Europe Inc.   Chapter 2.3

Chanting the Mantra:
The Competitiveness Advisory Group

The Competitiveness Advisory Group (CAG) advises the European Union on economic policies, effectively doubling the voice of the ERT. It is a hybrid body, composed of business leaders, trade unionists, politicians and academics, set up on the instigation of the Roundtable.1 Its composite identity has made the CAG into a very effective instrument to lend extra credibility to the competitiveness mantra, at the same time institutionalizing the access of the ERT to EU decision-making structures.

The Competitiveness Advisory Group was baptised by Commission President Santer in February 1995. The mandate of this new body was to produce a bi-annual report “on the state of the Union’s competitiveness”.2 Santer also asked the CAG to “advise on economic policy priorities and guidelines with the aim of stimulating competitiveness and reaping its benefits”.

Santer hand-picked 13 members for the CAG, among them ERT members Floris Maljers (Unilever), Percy Barnevik (Asea Brown Boveri) and David Simon (British Petroleum). The rest were CEOs of other corporations and banks, the former President of Treuhand3, three trade unionists and a number of politicians, including former Italian Prime Minister Ciampi who became CAG Chairman.

**Records supplied**:
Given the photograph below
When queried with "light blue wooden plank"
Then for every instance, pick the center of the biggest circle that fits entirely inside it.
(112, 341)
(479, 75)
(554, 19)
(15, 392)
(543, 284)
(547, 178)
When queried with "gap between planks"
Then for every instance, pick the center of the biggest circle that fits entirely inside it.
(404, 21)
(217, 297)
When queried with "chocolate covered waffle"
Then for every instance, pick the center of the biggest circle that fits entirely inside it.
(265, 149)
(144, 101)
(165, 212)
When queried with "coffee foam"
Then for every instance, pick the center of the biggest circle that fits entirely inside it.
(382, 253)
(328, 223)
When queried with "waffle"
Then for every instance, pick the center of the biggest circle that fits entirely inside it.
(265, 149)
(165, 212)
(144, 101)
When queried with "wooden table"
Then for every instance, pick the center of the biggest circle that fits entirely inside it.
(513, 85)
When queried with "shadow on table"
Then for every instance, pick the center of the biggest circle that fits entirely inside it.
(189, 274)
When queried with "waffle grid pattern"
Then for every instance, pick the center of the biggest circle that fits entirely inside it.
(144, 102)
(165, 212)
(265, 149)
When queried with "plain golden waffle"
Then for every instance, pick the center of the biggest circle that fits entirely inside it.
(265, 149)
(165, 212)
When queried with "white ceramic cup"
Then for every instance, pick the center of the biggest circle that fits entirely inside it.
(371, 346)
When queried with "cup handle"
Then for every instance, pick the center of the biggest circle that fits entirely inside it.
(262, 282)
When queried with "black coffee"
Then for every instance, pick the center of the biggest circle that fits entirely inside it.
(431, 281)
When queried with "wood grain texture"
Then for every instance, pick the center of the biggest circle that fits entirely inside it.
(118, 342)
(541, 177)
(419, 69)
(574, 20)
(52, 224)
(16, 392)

**Exercises**:
a) In the reading text, who became Chairman of the CAG?
b) Decide whether each statement agrees with the reading text, answering yes or no and quoting the words of the text that settle it.
(i) The CAG was set up at the instigation of the Roundtable.
(ii) Santer picked 15 members for the CAG.
(iii) Trade unionists were among the members of the CAG.

**Worked answers**:
a) Former Italian Prime Minister Ciampi became CAG Chairman.

b)
(i) Yes: "set up on the instigation of the Roundtable"
(ii) No: "Santer hand-picked 13 members for the CAG"
(iii) Yes: "three trade unionists"